Extracted records
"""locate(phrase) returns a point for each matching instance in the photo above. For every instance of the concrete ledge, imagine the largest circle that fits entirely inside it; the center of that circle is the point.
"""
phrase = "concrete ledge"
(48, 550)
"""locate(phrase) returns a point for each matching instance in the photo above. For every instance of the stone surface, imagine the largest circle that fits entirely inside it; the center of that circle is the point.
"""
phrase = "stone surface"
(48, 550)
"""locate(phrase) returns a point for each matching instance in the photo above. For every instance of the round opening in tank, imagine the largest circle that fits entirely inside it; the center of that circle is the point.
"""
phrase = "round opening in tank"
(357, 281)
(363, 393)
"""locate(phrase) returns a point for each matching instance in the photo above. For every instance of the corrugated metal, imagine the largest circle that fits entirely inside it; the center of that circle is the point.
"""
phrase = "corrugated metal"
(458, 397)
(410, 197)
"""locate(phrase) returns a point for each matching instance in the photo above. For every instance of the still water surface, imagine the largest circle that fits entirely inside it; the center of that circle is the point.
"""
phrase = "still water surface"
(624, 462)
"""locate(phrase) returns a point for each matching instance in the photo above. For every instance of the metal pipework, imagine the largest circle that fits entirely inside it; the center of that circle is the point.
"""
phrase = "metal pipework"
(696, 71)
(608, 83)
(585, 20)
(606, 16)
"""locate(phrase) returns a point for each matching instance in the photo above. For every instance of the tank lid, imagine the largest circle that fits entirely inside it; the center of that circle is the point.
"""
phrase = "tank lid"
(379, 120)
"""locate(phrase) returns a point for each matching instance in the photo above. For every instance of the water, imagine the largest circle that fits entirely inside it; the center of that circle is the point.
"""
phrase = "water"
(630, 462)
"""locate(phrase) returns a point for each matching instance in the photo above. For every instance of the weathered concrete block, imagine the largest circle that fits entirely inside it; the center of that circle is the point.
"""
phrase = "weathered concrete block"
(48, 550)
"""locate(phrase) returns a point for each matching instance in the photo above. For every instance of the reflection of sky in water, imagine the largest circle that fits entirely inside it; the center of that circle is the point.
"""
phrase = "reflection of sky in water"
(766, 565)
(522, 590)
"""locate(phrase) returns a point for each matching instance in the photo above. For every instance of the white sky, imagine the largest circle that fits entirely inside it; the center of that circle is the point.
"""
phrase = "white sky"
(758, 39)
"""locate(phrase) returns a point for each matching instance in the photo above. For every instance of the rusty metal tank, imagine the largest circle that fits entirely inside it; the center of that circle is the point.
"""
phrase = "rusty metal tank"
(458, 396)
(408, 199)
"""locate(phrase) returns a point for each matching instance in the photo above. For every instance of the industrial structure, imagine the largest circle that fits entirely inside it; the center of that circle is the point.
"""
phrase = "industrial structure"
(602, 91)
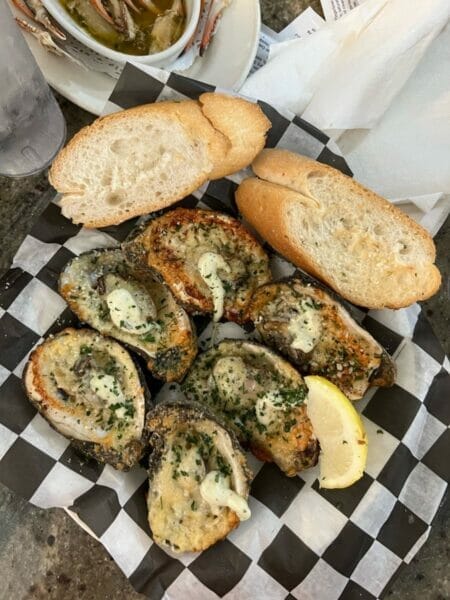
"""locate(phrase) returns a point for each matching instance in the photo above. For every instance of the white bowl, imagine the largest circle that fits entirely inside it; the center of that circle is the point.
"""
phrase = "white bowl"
(158, 59)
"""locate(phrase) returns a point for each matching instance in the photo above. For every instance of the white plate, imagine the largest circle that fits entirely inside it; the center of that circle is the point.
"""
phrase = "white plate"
(226, 64)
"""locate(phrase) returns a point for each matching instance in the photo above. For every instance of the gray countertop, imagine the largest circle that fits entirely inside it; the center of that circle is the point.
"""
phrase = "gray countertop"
(44, 554)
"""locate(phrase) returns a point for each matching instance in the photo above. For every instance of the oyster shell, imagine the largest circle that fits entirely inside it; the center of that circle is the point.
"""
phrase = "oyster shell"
(198, 476)
(319, 336)
(210, 262)
(128, 304)
(89, 389)
(260, 396)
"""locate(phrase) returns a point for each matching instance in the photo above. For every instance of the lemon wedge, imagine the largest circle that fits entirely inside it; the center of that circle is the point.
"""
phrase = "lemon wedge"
(341, 434)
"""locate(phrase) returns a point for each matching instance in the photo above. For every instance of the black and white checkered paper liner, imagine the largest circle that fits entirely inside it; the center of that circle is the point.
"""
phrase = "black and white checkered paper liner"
(301, 542)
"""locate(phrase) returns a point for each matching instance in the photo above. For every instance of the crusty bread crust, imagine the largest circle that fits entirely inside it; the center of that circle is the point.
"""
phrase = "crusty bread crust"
(272, 204)
(243, 123)
(220, 142)
(293, 171)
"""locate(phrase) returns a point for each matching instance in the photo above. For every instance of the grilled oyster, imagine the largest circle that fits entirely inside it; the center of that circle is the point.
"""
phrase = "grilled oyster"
(199, 480)
(128, 304)
(209, 260)
(319, 336)
(88, 388)
(260, 396)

Task to carry out
Retype the listing above exactly. Pictures are not part of the copy.

Completed task
"""locate(phrase) returns a point for each matching instance in the photo above. For every instance of the concrete ledge, imagine the largest circle that fits entirely inside it; the center of that circle is the point.
"""
phrase = "concrete ledge"
(48, 550)
"""locate(phrase) returns a point for each matching instance in the photo above. For every instance of the stone surface, imagine the largest circle that fits entirely inside it; the center of that circle is the point.
"""
phrase = "stone surface"
(48, 550)
"""locate(phrase) returns a point for each matching instance in the photo above. For every instance of the round opening in tank, imagine the largest circle that fits entirely inside it; the center of that circle is the point.
"""
phrase = "round opening in tank"
(357, 281)
(363, 393)
"""locate(phrase) returns a point for each matching instance in the photo above. For every instance of the corrugated metal, imagine the largest circle that fits entirely inside it; the center of that circle is the point.
"""
phrase = "corrugated metal"
(458, 397)
(410, 197)
"""locate(phrase) returns a point for each matching instance in the photo above. For every instance of the still water surface, imagine the largest circle that fits entirely inside it; the center of that circle is the point.
"""
phrase = "still water surface"
(624, 462)
"""locate(phrase) returns a point for each matching instance in the photo above. For every instance of the metal pipework, imagine the largest circle that fits entirely inside it; the center of that circle is the point.
"""
phrase = "metal pipework"
(696, 71)
(608, 83)
(585, 20)
(606, 16)
"""locate(phrase) returns a point for each matching instance in the photo above. For every instance of the tank lid, imagine the largest circle that fits entirely inside it; the center of that circle is the point.
"""
phrase = "tank lid"
(379, 120)
"""locate(phrase) returns a point for each matching instance in the photo above. For every instance of the water, imagine the largest circle that fits entirely inside it; the center of that circle is the point.
"""
phrase = "water"
(630, 462)
"""locate(phrase) returns a point for each matching instance in the photo above. For every instance of the weathered concrete block, imagine the largest circle that fits entirely inside it; the center of that circle is the point.
"""
phrase = "weathered concrete block"
(48, 550)
"""locate(phrase) returns a point for each matching instance in the photo above. For every instance of the reflection of sky in water, imagine the largest circle that fits entirely inside it; the center of that circle is the point.
"""
phrase = "reflection of sky in water"
(766, 565)
(522, 590)
"""locate(phrase) returns a point for each matching instance in the photo above. For every instance of the white sky, imagine the largest circle that fits entirely inside it; the center of that circle is the point.
"""
phrase = "white sky"
(758, 39)
"""locate(phrase) returns a point for each matching instance in the photo above. For every instance of the rusty metal tank, imagine the largest circle that fits entirely inside it; the center of that circle is the point.
"""
phrase = "rusty metal tank"
(458, 396)
(408, 199)
"""locate(phrase) returns a point for each matching instance in the photo above. For every instance of the industrial structure, imagine the largest circle that fits entirely inside it; the center of that circle is the point.
"""
phrase = "industrial structure"
(602, 91)
"""locate(phrase) returns a point for each matching instance in the photo above. For every instance of the white bowl, imagine the largest circle that fits entirely inside it; the center of that circle is the point.
"""
phrase = "white bowl"
(158, 59)
"""locate(phrase) returns a point for each matching instance in the photo above. For every instance of the white plate, imagine the largest circle that fits entirely inside it; the center of that circle is the point.
"""
phrase = "white plate"
(226, 64)
"""locate(phrase) returns a point for each matching instance in the photo above. For every instance of the gray countertop, imagine the largest circle that fits entirely inside it; the center of that circle is the point.
"""
phrase = "gray countertop"
(44, 554)
"""locate(phrase) returns a point for each matching instance in the photo above. For every instance of the oyster shell, imagine the largest circle that fits entirely inside it; the center of that circle is the point.
"""
phrase = "oyster shell"
(198, 476)
(319, 336)
(210, 262)
(128, 304)
(89, 389)
(260, 396)
"""locate(phrase) returns a point for each matching instance in the photo above. For every instance of the lemon wedge, imagine the largest circle that fits entirely inside it; the center of that circle is the point.
"""
phrase = "lemon wedge"
(341, 434)
"""locate(phrase) returns a point for each matching instance in the photo above. For every instance of the black and white checkered paper liner, imagine the largest circle that fits entirely inside it; the center of that circle is the point.
"""
phrase = "black and white checkered paper liner"
(301, 542)
"""locate(phrase) returns a point for each matching instance in the photo above. For every instance of the crusty bread crust, imagine the largest circle that fits entirely inside it; the center of that circle is the point.
"""
phrase = "crusty bread crust"
(272, 204)
(243, 123)
(220, 142)
(293, 171)
"""locate(phrase) returns a point for each matching instance in the photo above. For every instance of the grilled oyster, imagine the largest circle that fits entirely inside it; the center of that circle is the point.
"""
phrase = "grilled oyster"
(199, 480)
(128, 304)
(209, 260)
(319, 336)
(88, 388)
(260, 396)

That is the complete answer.